begin EXTRACT TO READ

How They Work Together
No infrastructure component works in isolation. They form a pipeline that every request passes through. Here's the typical flow when a user visits a website:
User
Types a URL
DNS
Resolves name → IP
CDN
Serves cached content
Load Balancer
Routes to server
Server
Processes request
DNS — The Phonebook
Translates human-readable domain names into IP addresses. Without DNS, you'd need to memorize 52.94.236.248 instead of typing amazon.com.
CDN — The Local Warehouse
Caches content at edge locations close to users. A user in Tokyo gets images from a Tokyo server, not from Virginia.
Load Balancer — The Traffic Police
Distributes incoming requests across multiple servers. Prevents any single server from being overwhelmed.
NAT & Firewall — The Security Gate
NAT translates private IPs to public IPs. Firewalls filter traffic, blocking malicious requests before they reach your servers.
User types: https://shop.example.com/products 1. DNS Resolution → Browser asks: "What's the IP of shop.example.com?" → DNS returns: 104.18.25.43 (CDN edge IP) 2. CDN Check → Request hits CDN edge server in user's region → Cache HIT? → Return cached response (fast!) → Cache MISS? → Forward to origin (load balancer) 3. Firewall → Request passes through WAF (Web Application Firewall) → Checks for SQL injection, XSS, rate limiting → Blocked? → Return 403. Allowed? → Continue. 4. Load Balancer → Routes request to healthiest backend server → Algorithm: least connections / round robin / IP hash 5. Server Processing → App server handles business logic → Queries database, builds response 6. Response flows back: Server → Load Balancer → Firewall → CDN (cache it) → User
💡 Why This Matters
In system design interviews, you're expected to place these components correctly in your architecture. Knowing where DNS, CDN, load balancers, and firewalls sit in the request flow is foundational.
DNS Resolution — Deep Dive
DNS (Domain Name System) is the internet's phonebook. It translates human-friendly domain names likegoogle.cominto machine-friendly IP addresses like142.250.80.46. Without DNS, you'd need to memorize IP addresses for every website you visit.
The Contact List Analogy
You don't memorize your friend's phone number — you save it as 'Alice' in your contacts. When you tap 'Alice', your phone looks up the number. DNS works the same way: you type 'google.com', and DNS looks up the IP address. And just like your phone caches contacts locally, DNS caches results at multiple levels to avoid looking up the same name repeatedly.
DNS Resolution — Step by Step
Browser Cache
Browser checks its own DNS cache first. If you visited google.com 2 minutes ago, the IP is already cached locally. Cache hit → done, no network request needed.

end EXTRACT TO READ

> **PROMPT 1**: Please list each infrastructure component the infrastructure text gives a nickname in its headings, along with that nickname.
> **PROMPT 2**: For each statement, say whether the infrastructure text agrees, and quote the words that decide it: (a) the load balancer sends a request to the healthiest backend server; (b) on a cache miss, the CDN returns a 403; (c) the browser checks its own DNS cache first.
The material after this point comes from a separate source.

begin SUPPLIED DATA

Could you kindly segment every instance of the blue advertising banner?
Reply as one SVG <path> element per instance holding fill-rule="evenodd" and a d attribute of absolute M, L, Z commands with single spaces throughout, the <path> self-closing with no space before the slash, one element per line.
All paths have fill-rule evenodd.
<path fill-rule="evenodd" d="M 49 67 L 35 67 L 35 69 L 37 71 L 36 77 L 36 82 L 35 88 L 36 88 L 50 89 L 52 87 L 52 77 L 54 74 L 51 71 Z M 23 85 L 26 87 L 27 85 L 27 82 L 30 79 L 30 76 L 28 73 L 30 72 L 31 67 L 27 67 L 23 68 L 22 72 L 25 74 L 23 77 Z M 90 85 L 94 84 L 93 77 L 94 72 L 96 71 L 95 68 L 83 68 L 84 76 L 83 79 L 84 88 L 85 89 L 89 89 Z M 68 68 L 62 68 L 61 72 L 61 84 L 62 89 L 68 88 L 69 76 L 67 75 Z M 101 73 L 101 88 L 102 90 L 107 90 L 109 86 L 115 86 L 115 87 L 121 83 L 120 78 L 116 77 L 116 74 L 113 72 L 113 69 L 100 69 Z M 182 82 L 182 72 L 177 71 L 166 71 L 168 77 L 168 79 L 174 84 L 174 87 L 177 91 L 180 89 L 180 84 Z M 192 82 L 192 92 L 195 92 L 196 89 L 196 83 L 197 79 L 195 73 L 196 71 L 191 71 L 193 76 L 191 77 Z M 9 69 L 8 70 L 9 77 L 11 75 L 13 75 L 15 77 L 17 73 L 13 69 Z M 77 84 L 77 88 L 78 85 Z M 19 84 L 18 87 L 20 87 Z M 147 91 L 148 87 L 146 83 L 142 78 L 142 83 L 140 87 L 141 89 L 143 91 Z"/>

end SUPPLIED DATA

> **RESPONSE 1**:
DNS: The Phonebook
CDN: The Local Warehouse
Load Balancer: The Traffic Police
NAT & Firewall: The Security Gate

> **RESPONSE 2**:
(a) Yes: "Routes request to healthiest backend server"
(b) No: "Cache MISS? → Forward to origin (load balancer)"
(c) Yes: "Browser checks its own DNS cache first."